* The exercise *
Repeat, exactly and completely, the material that follows. Omit the pictures.

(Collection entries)
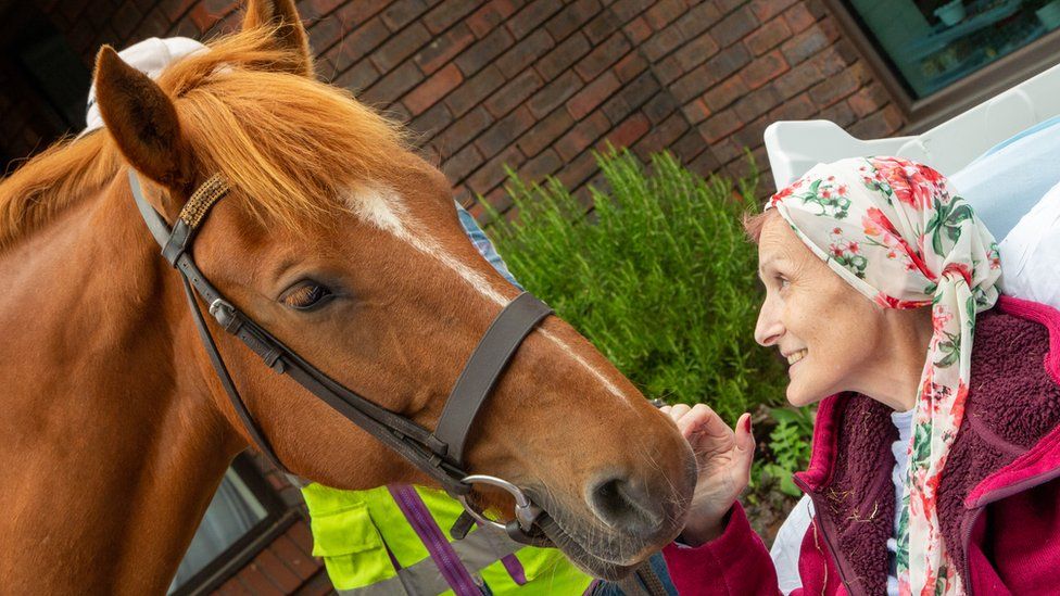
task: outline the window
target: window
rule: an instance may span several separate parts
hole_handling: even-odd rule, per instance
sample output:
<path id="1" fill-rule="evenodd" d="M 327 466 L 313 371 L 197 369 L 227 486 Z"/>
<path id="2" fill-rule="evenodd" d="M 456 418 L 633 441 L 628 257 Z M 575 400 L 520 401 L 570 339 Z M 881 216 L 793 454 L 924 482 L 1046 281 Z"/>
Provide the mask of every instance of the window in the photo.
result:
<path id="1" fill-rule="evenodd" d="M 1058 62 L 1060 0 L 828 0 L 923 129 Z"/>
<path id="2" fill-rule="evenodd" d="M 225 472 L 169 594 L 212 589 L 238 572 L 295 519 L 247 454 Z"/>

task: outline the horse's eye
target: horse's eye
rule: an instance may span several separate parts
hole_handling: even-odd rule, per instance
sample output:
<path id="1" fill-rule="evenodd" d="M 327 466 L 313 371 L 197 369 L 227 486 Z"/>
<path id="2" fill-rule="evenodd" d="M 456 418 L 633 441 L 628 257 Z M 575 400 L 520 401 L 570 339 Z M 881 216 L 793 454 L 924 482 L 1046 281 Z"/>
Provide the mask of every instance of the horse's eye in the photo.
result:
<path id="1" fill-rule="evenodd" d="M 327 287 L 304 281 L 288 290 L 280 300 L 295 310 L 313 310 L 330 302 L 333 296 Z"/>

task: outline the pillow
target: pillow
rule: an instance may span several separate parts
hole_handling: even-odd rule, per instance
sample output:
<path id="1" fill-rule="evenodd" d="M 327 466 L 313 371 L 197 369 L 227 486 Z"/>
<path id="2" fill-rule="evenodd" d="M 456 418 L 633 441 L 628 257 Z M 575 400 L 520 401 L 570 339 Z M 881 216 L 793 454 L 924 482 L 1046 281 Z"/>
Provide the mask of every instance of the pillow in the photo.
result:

* Task result *
task: outline the window
target: window
rule: an instance may span several separate parts
hole_handling: even-odd rule, per instance
sample output:
<path id="1" fill-rule="evenodd" d="M 327 466 L 313 371 L 197 369 L 227 486 Z"/>
<path id="2" fill-rule="evenodd" d="M 456 418 L 633 441 L 628 257 Z M 575 400 L 520 401 L 570 339 Z M 881 216 L 793 454 L 924 482 L 1046 281 Z"/>
Provide the mask of every instance of the window in the photo.
result:
<path id="1" fill-rule="evenodd" d="M 1058 62 L 1060 0 L 828 0 L 923 129 Z"/>
<path id="2" fill-rule="evenodd" d="M 225 472 L 169 594 L 212 589 L 238 572 L 295 519 L 247 454 Z"/>

task: outline the horse's eye
target: horse's eye
rule: an instance may span several separate parts
hole_handling: even-odd rule, per instance
sample output:
<path id="1" fill-rule="evenodd" d="M 327 466 L 313 371 L 197 369 L 227 486 Z"/>
<path id="2" fill-rule="evenodd" d="M 456 418 L 633 441 L 628 257 Z M 575 400 L 520 401 L 570 339 Z M 881 216 L 793 454 L 924 482 L 1046 281 Z"/>
Provide the mask of every instance of the horse's eye in the photo.
result:
<path id="1" fill-rule="evenodd" d="M 327 287 L 304 281 L 288 290 L 280 300 L 295 310 L 313 310 L 330 302 L 333 296 Z"/>

task: outline the pillow
target: pillow
rule: an instance may span several separate parts
hole_handling: even-odd rule, per instance
sample output:
<path id="1" fill-rule="evenodd" d="M 327 466 L 313 371 L 197 369 L 227 486 Z"/>
<path id="2" fill-rule="evenodd" d="M 456 418 L 633 441 L 628 257 Z M 575 400 L 520 401 L 570 339 Z M 881 216 L 793 454 L 924 482 L 1046 281 Z"/>
Provide the mask of every instance of the pillow in the photo.
result:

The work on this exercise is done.